VOS CONSIGNES =
(A) Recopiez sans rien changer le passage de l'article sur la série Nudes qui s'ouvre sur les mots contenant « La mini-série française » et se clôt sur « crépusculaire et inégale. ».
(B) Poursuivez l'article consacré à la série Nudes à partir de sa dernière phrase.

TEXTE À ANALYSER =
Le banc : cinéma

Le péril « Nudes »

La mini-série française Nudes s’attaque à un sujet aussi contemporain que brûlant : la circulation des images intimes de nudité et le cyberharcèlement à l’adolescence. La réalisation se veut lanceuse d’alertes pour des débats et prises de conscience en milieu scolaire. Une série stylisée et poignante, crépusculaire et inégale.

En moyenne une personne adolescente (ou non) passera majoritairement bien plus de temps avec son smartphone qu’en compagnie de ses proches[1]. Elle est alors confrontée aux dangers et ravages des nudes largement sous-estimés en France comme en Suisse. La diffusion non consentie de nudes (images intimes dénudées) chez les adolescentes notamment a des effets graves et bien documentés, tant sur le plan psychologique que sur la santé globale.

Parmi les effets psychologiques majeurs : honte, culpabilité, perte d’estime de soi, dépression, troubles de stress post-traumatique, automutilation, hausse des conduites à risques – usage des drogues, alcoolisation… Certaines victimes développent des troubles liés à la sexualité (anxiété, évitement, dissociation). Enfin ce type d’agression numérique est un facteur avéré de risque suicidaire. Plusieurs cas de décès ont ainsi été rapportés à la suite de diffusions de nudes non consentis.

[Entrées de données enregistrées]
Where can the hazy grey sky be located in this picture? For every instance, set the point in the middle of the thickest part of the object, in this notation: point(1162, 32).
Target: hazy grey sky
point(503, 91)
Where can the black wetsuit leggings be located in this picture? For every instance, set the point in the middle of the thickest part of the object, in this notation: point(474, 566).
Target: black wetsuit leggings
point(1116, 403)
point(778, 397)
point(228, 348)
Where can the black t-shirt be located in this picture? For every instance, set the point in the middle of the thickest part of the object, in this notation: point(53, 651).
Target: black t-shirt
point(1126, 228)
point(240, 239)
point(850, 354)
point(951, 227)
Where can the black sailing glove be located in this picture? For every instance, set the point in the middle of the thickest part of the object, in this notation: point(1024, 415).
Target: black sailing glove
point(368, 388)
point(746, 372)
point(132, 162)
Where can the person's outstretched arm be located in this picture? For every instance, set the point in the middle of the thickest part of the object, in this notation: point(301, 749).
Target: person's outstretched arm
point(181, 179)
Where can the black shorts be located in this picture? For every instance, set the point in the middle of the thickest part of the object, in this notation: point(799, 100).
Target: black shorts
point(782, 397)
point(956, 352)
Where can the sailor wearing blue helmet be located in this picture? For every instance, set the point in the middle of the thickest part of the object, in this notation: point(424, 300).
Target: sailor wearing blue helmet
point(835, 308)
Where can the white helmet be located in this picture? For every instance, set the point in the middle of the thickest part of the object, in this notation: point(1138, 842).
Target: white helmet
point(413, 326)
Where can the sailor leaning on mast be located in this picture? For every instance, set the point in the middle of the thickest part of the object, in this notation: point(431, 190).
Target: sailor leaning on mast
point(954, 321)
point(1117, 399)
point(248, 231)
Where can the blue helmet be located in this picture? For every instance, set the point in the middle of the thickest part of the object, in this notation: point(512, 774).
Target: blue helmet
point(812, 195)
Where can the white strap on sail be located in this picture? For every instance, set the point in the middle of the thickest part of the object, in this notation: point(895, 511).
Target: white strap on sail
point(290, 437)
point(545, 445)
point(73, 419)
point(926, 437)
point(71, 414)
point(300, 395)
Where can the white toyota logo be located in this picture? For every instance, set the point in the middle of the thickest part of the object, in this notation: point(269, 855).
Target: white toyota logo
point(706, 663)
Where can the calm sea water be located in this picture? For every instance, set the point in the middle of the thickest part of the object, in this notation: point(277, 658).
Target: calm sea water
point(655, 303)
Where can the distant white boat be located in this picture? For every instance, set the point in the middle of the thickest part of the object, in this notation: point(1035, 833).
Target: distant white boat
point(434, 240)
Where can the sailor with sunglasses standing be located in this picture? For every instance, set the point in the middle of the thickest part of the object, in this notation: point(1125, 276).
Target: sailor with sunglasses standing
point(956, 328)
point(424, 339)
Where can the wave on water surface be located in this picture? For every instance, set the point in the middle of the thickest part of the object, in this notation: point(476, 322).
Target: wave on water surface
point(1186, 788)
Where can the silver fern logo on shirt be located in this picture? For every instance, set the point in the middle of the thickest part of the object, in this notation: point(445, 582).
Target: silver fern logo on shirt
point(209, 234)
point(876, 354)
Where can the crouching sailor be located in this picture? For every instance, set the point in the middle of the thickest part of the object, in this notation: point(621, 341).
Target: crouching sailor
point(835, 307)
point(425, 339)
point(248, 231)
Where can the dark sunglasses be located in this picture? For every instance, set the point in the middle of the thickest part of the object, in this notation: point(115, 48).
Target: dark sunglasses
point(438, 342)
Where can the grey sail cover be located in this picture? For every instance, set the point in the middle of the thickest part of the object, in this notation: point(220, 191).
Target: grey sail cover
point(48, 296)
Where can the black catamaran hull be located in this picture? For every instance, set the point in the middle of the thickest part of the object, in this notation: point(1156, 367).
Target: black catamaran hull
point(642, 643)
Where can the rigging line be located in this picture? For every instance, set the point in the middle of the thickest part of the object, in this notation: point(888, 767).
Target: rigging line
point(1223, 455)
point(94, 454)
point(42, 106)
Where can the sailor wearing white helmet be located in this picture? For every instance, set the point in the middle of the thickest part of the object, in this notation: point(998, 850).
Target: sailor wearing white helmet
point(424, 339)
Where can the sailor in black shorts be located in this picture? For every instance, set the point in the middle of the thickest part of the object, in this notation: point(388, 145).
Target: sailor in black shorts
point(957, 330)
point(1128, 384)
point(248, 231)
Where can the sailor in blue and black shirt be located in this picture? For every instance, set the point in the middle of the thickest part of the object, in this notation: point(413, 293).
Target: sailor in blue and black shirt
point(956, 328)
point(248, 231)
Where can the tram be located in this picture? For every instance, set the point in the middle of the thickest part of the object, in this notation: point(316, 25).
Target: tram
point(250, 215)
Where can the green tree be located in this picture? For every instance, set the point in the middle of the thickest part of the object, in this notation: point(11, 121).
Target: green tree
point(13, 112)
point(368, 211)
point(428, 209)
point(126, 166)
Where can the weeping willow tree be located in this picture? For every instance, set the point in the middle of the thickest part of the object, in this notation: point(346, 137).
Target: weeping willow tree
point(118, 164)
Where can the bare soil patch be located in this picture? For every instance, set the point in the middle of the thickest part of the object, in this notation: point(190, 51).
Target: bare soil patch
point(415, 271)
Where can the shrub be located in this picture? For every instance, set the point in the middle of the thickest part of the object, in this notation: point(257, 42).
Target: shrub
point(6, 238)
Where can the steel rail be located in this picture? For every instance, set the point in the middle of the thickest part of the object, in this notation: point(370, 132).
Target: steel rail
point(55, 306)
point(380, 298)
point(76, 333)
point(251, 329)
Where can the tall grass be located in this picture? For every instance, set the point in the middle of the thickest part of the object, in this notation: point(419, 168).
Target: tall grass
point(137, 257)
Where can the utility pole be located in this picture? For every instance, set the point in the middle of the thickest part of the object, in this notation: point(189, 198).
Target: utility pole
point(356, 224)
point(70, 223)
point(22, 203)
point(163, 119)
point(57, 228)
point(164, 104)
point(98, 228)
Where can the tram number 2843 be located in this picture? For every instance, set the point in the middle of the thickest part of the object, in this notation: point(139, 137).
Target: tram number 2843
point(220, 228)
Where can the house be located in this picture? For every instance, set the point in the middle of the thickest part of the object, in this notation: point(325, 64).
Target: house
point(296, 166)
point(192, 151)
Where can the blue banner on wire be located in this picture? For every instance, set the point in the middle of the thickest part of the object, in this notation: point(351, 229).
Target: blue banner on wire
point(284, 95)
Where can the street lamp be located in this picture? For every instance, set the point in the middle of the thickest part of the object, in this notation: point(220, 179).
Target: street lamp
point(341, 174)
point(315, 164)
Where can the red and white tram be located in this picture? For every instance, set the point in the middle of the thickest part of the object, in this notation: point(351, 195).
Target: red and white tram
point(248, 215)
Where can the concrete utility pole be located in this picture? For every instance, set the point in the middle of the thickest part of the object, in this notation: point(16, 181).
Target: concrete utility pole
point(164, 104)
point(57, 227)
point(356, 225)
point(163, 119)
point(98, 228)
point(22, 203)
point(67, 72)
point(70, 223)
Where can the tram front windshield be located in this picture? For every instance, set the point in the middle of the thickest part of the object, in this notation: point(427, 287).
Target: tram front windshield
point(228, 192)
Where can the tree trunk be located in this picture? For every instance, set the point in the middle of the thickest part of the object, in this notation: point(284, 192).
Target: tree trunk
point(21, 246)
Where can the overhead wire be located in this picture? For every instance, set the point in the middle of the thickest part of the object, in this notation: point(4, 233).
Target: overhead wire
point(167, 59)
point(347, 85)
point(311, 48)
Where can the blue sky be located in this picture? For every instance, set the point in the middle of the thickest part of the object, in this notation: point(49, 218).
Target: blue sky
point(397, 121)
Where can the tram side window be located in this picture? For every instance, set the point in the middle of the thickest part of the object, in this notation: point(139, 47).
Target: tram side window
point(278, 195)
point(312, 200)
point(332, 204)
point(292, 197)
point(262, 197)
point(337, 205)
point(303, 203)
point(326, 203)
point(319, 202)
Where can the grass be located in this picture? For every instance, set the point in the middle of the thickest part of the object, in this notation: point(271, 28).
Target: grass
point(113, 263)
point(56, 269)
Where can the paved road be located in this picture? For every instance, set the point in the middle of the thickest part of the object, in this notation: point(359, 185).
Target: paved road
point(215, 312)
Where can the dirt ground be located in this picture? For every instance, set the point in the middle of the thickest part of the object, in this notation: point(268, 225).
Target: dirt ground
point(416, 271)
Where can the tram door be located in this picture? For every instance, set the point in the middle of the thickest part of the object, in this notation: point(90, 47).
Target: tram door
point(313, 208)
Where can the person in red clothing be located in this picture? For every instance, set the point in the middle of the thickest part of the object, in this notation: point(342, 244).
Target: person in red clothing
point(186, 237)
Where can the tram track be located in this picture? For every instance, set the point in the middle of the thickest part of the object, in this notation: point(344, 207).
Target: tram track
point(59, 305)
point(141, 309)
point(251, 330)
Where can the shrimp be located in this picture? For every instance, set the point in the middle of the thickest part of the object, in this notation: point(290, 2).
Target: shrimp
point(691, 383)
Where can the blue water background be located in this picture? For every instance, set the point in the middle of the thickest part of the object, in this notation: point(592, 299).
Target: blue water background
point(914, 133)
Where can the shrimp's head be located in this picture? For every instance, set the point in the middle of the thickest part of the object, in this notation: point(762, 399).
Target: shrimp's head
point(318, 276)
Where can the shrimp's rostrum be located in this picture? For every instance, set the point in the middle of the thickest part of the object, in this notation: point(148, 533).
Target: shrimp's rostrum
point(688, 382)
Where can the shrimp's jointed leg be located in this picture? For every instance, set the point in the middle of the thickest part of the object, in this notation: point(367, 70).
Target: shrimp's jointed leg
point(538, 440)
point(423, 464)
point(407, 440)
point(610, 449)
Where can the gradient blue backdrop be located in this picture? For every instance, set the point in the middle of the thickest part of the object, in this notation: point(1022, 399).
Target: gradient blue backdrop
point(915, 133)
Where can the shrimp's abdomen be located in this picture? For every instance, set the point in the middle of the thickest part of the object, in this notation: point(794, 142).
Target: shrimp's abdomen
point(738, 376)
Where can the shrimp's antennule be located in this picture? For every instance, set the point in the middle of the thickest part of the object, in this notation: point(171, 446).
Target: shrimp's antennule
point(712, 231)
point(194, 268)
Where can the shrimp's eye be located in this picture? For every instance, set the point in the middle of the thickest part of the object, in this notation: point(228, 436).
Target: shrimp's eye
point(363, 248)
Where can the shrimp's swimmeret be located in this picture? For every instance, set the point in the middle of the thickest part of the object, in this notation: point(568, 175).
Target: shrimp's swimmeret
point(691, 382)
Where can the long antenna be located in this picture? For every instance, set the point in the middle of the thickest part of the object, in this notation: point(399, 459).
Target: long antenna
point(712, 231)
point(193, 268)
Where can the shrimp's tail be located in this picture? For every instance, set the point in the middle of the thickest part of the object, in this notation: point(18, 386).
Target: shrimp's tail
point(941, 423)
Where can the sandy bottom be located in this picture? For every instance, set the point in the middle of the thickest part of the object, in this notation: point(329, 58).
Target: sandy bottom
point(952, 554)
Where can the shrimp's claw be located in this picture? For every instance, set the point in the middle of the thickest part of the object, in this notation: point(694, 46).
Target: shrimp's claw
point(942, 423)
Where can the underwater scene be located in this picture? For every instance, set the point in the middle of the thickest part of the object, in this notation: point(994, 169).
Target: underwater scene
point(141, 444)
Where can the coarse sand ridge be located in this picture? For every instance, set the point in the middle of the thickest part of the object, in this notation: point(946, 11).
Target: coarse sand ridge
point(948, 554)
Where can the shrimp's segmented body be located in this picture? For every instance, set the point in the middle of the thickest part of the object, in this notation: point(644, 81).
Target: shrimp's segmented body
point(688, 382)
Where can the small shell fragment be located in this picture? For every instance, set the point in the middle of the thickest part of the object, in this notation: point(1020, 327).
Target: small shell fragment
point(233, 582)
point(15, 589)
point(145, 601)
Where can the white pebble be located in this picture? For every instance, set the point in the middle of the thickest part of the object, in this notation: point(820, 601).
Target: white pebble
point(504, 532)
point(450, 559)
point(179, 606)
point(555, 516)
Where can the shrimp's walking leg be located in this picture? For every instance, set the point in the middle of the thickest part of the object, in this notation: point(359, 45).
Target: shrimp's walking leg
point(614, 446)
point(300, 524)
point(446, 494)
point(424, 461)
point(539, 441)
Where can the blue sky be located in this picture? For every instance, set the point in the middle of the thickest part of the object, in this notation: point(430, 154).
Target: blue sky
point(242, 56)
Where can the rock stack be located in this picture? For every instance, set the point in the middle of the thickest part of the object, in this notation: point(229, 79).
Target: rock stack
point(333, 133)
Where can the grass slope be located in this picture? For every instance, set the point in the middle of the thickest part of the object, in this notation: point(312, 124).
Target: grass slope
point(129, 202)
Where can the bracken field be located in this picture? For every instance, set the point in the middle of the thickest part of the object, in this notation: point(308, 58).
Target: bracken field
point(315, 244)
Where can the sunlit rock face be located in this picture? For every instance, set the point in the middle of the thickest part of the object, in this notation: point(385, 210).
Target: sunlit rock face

RÉSULTATS OBTENUS =
(A)
La mini-série française Nudes s’attaque à un sujet aussi contemporain que brûlant : la circulation des images intimes de nudité et le cyberharcèlement à l’adolescence. La réalisation se veut lanceuse d’alertes pour des débats et prises de conscience en milieu scolaire. Une série stylisée et poignante, crépusculaire et inégale.

(B)
Honte, emprise, manipulation

Adaptée d’une série norvégienne de 2019, l’anthologie en trois récits distincts Nudes – chacun réalisé par une cinéaste différente (Lucie Borleteau, Sylvie Verheyde et Andréa Bescond) – explore avec une justesse souvent troublante les mécanismes de la honte, de la manipulation et de la violence numérique. Si la série se veut didactique, parfois au détriment de la subtilité, elle reste un miroir implacable des dérives de l’hyperconnexion.

Son esthétique se révèle épisodiquement clipesque, pop et hype avec plan-séquence façon caméra Go Pro recourant en bon teen movie soignant son audimat avec des titres rap- « Trucs sentimentaux » de Ben pig & Limsa D’aulnay et ses paroles prémonitoires. « Gros, au collège, j’étais sot, j’étais bon, j’ai fait l’con, j’ai té-sau. Chaque bavure, j’accusais les autres, aucun r’cul sur mes défauts (de wouf) ») – et de l’électro tricolore, dont le dancefloor binaire et darkwave Junior du duo Scratch Massive, titre aussi présent dans Préliminaires de Julie Talon. Un recueil de témoignages et vécus d’ados de 12 à 23 ans face aux rites de passage et à une sexualité vue comme « bac de la vie sociale ». Avec ses corollaires, la glorification de préliminaires obligatoires, codifiés et hiérarchisés (baptisés par les ados prélis : caresses, attouchements, fellations, cunnilingus), à l’ère des réseaux sociaux, le sentiment d’être en permanence noté et évalué par les autres et la relative indifférence face aux nudes.

Dès lors, l’effet est parfois d’esthétiser et de déréaliser une réalité dramatique. En témoignent les moments de nudité de l’un des protagonistes mis en cause pour filmage et diffusion d’un nude. Censées traduire un trouble et des moments de stases autoréflexives, les scènes dénudées de l’ado sous la douche ressemblent à un exercice de style plasticien et pictural du clair-obscur.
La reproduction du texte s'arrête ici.